== Records ==

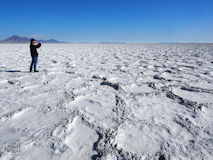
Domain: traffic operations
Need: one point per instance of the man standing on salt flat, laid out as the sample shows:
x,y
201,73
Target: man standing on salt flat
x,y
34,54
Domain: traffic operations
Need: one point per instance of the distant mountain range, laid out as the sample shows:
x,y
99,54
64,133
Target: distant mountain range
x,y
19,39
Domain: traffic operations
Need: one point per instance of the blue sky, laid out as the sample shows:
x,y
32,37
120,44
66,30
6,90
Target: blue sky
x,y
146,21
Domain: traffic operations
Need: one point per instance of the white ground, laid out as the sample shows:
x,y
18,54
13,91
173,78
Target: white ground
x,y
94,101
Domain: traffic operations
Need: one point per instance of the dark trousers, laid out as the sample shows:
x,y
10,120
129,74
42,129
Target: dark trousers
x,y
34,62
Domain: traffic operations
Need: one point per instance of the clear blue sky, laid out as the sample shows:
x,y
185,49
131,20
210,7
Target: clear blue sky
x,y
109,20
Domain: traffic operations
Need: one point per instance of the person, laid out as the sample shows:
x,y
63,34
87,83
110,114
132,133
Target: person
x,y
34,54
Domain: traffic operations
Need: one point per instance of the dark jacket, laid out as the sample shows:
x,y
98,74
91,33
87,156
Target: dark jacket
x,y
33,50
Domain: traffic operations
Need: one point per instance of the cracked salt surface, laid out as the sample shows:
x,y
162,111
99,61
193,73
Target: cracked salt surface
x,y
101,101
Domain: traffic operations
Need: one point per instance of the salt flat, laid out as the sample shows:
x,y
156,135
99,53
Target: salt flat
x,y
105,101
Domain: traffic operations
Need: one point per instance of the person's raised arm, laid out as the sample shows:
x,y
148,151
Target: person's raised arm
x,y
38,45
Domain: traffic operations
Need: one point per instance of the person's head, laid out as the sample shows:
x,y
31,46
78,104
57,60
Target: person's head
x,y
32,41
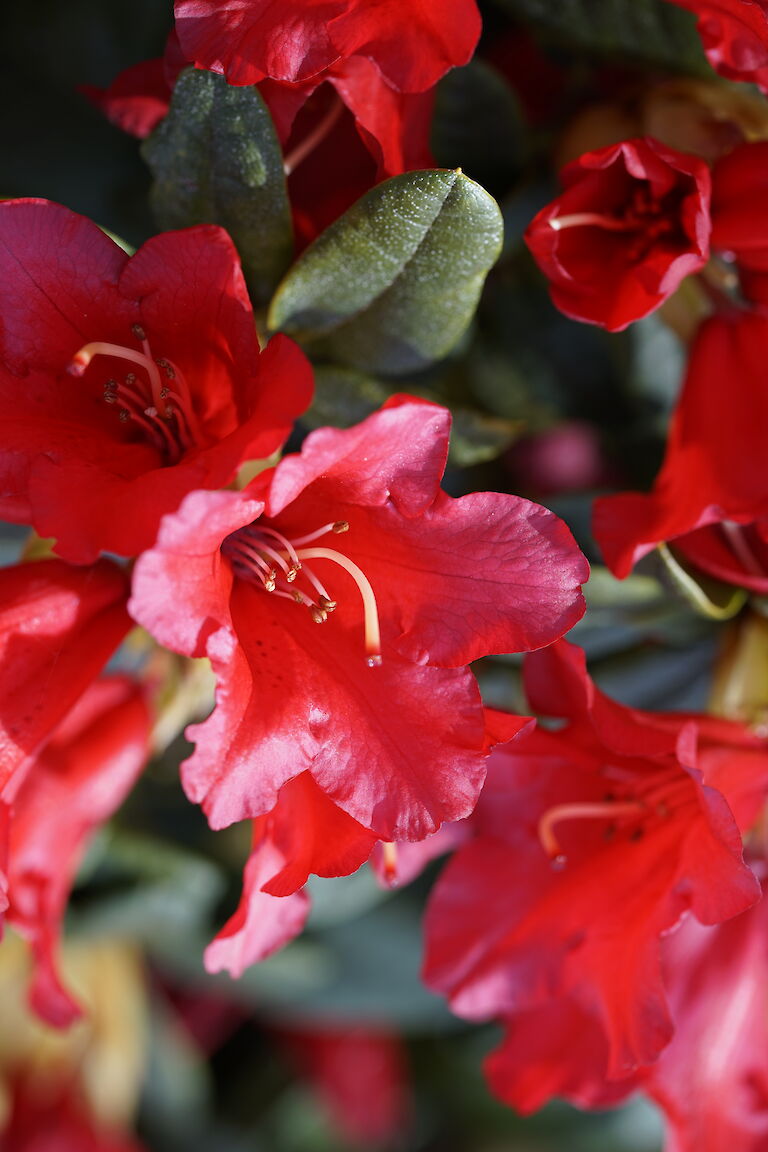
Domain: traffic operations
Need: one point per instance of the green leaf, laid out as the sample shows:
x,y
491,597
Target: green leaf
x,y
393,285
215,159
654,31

===
== Records ==

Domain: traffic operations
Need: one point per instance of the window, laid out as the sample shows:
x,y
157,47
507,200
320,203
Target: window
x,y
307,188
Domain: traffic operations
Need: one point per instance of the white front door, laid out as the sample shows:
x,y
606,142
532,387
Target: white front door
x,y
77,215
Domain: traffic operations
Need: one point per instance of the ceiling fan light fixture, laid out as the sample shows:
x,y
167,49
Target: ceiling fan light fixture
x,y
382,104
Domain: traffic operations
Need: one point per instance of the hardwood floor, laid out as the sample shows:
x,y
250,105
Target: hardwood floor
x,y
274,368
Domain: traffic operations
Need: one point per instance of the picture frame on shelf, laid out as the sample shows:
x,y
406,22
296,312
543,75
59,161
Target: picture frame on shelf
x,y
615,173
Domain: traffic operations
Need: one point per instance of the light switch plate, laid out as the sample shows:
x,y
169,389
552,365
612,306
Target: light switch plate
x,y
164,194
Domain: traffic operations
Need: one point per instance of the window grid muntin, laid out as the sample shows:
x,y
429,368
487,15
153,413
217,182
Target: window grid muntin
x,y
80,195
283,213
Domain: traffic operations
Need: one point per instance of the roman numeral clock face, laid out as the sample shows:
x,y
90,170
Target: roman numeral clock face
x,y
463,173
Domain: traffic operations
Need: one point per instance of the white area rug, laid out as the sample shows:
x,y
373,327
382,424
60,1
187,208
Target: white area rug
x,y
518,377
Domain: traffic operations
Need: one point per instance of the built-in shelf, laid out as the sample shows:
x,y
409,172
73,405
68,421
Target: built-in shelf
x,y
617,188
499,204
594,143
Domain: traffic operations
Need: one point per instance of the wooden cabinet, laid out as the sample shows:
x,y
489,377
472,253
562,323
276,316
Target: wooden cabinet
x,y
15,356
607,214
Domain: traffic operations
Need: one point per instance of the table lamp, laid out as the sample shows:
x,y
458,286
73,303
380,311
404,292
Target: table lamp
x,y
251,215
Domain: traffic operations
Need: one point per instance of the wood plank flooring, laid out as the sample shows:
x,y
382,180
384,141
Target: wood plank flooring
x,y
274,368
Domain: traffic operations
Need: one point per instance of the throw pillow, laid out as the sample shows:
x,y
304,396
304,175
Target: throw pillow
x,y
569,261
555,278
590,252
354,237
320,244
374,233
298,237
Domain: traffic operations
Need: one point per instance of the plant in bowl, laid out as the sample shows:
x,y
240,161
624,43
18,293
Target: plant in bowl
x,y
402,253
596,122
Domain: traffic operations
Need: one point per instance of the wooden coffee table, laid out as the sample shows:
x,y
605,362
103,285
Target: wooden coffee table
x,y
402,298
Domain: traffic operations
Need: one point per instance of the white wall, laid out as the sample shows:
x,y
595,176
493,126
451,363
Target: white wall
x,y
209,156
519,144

===

Please pull out every line of the records above that contains the string "frame". Case counts, so only lines where the string appears in that exact case qualify.

Output for this task:
Need: one point per instance of the picture frame on shelf, laid out as the sample shows:
Target: picture frame on shelf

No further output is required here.